Directive:
Filter the items below and copy every line that contains the word "tulip".

-- start Information provided --

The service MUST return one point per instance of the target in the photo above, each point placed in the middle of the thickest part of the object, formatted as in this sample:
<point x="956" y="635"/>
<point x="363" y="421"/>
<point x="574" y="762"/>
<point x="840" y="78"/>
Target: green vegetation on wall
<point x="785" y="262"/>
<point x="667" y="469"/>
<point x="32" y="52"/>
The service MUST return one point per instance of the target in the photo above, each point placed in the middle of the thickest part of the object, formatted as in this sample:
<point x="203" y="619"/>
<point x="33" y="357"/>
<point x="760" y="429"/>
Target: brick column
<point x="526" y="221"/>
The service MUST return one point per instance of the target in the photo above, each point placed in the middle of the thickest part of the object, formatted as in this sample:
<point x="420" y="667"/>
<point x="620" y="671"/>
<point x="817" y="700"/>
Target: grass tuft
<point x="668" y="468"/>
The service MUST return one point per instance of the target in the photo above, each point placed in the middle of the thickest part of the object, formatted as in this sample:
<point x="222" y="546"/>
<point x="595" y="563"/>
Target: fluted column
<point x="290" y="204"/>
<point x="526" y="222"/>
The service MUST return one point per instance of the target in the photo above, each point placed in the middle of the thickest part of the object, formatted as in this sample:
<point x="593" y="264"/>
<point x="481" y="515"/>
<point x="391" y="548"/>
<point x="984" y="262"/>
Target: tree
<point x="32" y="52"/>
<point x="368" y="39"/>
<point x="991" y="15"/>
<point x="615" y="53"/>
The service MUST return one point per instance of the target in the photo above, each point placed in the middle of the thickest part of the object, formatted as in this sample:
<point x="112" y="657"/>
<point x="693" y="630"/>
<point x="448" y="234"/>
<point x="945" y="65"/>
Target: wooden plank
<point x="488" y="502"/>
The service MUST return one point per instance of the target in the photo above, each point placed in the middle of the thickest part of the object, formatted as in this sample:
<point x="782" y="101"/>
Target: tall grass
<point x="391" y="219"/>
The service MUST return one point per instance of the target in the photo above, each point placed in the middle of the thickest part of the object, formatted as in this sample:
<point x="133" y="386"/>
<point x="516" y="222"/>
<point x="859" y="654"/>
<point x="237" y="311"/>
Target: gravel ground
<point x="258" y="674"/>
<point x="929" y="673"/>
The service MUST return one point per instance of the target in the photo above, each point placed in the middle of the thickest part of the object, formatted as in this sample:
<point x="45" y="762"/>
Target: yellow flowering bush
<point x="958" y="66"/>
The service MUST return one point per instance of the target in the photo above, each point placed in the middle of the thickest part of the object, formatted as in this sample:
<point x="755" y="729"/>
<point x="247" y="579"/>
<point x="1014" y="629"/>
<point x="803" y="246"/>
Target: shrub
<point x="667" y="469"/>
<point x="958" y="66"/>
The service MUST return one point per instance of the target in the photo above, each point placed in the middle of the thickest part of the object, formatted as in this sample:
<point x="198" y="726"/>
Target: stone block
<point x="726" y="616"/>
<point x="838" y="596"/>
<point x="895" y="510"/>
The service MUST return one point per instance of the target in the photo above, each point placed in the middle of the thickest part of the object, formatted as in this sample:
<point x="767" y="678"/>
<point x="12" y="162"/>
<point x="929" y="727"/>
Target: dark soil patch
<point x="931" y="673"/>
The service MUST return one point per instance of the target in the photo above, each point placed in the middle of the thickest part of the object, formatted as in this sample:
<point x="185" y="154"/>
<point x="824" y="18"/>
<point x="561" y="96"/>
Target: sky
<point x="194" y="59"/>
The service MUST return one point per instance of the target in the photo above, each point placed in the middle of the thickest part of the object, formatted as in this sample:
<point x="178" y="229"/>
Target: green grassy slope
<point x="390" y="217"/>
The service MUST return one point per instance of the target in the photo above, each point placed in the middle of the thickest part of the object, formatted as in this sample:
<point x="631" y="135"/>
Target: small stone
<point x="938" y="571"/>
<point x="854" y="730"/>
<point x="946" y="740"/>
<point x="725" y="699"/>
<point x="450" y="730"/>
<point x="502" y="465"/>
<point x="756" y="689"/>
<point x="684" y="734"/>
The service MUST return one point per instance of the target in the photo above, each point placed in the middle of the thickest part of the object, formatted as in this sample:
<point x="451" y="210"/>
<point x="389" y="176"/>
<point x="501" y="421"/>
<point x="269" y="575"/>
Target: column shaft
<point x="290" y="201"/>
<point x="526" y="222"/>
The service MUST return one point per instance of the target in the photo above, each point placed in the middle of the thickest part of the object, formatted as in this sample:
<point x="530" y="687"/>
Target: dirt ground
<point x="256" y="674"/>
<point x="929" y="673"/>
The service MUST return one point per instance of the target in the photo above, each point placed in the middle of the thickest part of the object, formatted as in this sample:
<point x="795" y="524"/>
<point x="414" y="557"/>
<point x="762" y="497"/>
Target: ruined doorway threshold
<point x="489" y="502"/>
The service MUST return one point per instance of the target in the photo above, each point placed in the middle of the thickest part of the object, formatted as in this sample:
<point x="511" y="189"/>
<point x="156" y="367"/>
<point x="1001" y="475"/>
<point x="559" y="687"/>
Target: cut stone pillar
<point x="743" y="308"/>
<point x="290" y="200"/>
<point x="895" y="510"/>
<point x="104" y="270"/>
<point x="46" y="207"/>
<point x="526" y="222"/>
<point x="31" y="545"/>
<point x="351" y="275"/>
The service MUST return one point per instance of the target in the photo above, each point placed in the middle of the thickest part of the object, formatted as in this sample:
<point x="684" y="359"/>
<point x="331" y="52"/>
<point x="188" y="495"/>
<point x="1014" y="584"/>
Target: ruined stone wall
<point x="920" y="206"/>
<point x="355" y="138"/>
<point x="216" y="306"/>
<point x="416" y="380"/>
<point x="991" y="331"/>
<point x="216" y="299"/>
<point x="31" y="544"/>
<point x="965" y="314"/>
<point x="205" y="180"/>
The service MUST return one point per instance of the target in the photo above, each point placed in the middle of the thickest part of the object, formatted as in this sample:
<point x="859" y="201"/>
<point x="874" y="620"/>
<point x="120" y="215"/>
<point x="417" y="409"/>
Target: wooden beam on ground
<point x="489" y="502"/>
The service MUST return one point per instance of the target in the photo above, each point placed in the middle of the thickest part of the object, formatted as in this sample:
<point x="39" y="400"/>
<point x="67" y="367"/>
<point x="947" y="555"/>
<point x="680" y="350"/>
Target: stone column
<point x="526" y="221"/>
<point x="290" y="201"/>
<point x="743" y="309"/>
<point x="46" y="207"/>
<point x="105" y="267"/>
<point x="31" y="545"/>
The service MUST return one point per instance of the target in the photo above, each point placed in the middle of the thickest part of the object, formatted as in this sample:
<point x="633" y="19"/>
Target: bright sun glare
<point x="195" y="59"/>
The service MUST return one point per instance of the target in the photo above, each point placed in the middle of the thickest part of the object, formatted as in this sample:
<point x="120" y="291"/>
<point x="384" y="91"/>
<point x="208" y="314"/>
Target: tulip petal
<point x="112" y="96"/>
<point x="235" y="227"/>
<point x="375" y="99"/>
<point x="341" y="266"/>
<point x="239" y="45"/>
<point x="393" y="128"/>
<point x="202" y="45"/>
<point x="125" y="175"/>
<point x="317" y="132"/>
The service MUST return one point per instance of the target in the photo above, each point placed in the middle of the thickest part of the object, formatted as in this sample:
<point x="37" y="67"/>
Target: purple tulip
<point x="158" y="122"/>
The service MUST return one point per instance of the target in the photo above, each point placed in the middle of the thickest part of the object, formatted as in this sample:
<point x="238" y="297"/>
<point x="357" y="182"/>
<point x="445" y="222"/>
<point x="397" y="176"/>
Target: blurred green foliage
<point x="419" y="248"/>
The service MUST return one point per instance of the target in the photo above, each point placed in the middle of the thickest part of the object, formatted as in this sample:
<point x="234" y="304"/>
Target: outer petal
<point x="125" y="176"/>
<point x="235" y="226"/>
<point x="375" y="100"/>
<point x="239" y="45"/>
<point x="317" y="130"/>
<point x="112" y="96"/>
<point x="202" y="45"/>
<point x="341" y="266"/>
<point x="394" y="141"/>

-- end Information provided --

Reply to the task:
Target: tulip petal
Target: purple tulip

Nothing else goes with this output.